— start of RECORDS TO USE —

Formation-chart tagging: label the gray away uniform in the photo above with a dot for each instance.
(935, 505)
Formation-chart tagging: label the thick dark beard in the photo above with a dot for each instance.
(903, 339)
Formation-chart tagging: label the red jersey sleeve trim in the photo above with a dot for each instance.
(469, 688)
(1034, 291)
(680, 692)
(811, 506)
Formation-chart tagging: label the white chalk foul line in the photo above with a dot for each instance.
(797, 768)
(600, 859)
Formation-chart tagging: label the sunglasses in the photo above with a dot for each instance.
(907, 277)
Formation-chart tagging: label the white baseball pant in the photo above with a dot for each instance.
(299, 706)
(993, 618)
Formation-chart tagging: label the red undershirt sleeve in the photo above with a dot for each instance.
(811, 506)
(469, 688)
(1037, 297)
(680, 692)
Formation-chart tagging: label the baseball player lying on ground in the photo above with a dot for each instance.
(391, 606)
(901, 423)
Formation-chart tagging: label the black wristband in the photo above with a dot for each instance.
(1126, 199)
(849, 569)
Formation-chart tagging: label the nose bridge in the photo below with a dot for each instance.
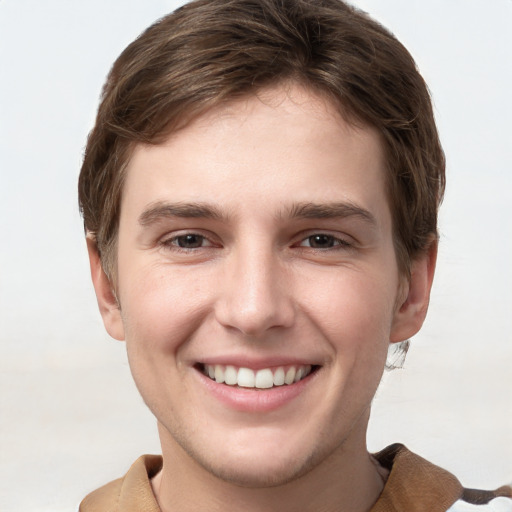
(254, 296)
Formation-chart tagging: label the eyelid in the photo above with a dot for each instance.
(168, 239)
(344, 240)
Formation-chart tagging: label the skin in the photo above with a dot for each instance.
(264, 281)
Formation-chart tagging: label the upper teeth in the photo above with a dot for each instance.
(262, 379)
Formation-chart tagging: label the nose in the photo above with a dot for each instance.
(256, 293)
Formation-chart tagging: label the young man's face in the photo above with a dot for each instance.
(256, 245)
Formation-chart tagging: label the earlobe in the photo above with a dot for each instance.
(411, 312)
(107, 301)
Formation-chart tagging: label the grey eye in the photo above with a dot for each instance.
(190, 241)
(321, 241)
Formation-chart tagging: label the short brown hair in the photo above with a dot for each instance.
(212, 51)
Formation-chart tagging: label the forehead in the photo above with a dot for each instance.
(285, 145)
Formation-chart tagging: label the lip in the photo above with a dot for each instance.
(253, 400)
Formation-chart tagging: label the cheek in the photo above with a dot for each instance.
(161, 309)
(353, 308)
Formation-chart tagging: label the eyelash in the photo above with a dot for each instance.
(337, 243)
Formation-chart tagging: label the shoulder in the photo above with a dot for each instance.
(416, 484)
(130, 493)
(498, 505)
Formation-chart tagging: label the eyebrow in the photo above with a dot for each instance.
(164, 210)
(335, 210)
(338, 210)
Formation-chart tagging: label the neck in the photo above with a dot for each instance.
(347, 480)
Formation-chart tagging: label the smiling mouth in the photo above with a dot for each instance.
(265, 378)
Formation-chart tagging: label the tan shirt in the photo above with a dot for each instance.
(413, 485)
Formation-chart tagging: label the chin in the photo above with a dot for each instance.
(255, 466)
(256, 475)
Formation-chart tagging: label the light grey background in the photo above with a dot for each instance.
(71, 418)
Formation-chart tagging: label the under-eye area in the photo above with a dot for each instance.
(264, 378)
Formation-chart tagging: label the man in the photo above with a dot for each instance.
(260, 198)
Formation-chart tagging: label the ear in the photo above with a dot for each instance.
(412, 308)
(107, 301)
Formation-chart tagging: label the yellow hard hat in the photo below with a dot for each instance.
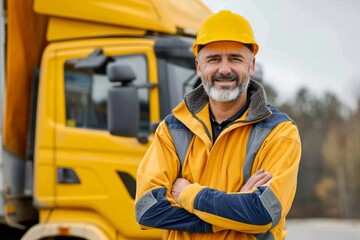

— end of RECORDS TO USE —

#### [WHAT IS BEING ASKED]
Rewrite the lines from the one containing "Formation-chart tagging: label the smiling" through the last line, changing "with a dot" to "with a marker" and leaving everything else unchanged. Leave the pictures out.

#### [WORKED ANSWER]
Formation-chart tagging: label the smiling mouth in the photo above with a marker for each instance.
(265, 378)
Formation-chart tagging: label the tan shirt in the photo above with a marker for each instance.
(413, 485)
Formation-chart tagging: label the chin in the photo above with a marker for each instance.
(255, 466)
(256, 475)
Formation-chart tagging: label the light grey background in the photo above with a marker for each instance.
(71, 418)
Formation-chart tagging: label the under-eye area in the photo above with a marker for each instance.
(264, 378)
Formation-chart tagging: label the man in the photo above with a marker for each instance.
(260, 198)
Formation-chart tagging: label the ear in the photo above with a marker for each instance.
(412, 308)
(107, 301)
Formation-chart tagging: label the yellow hard hat in the photo below with a marker for each instance.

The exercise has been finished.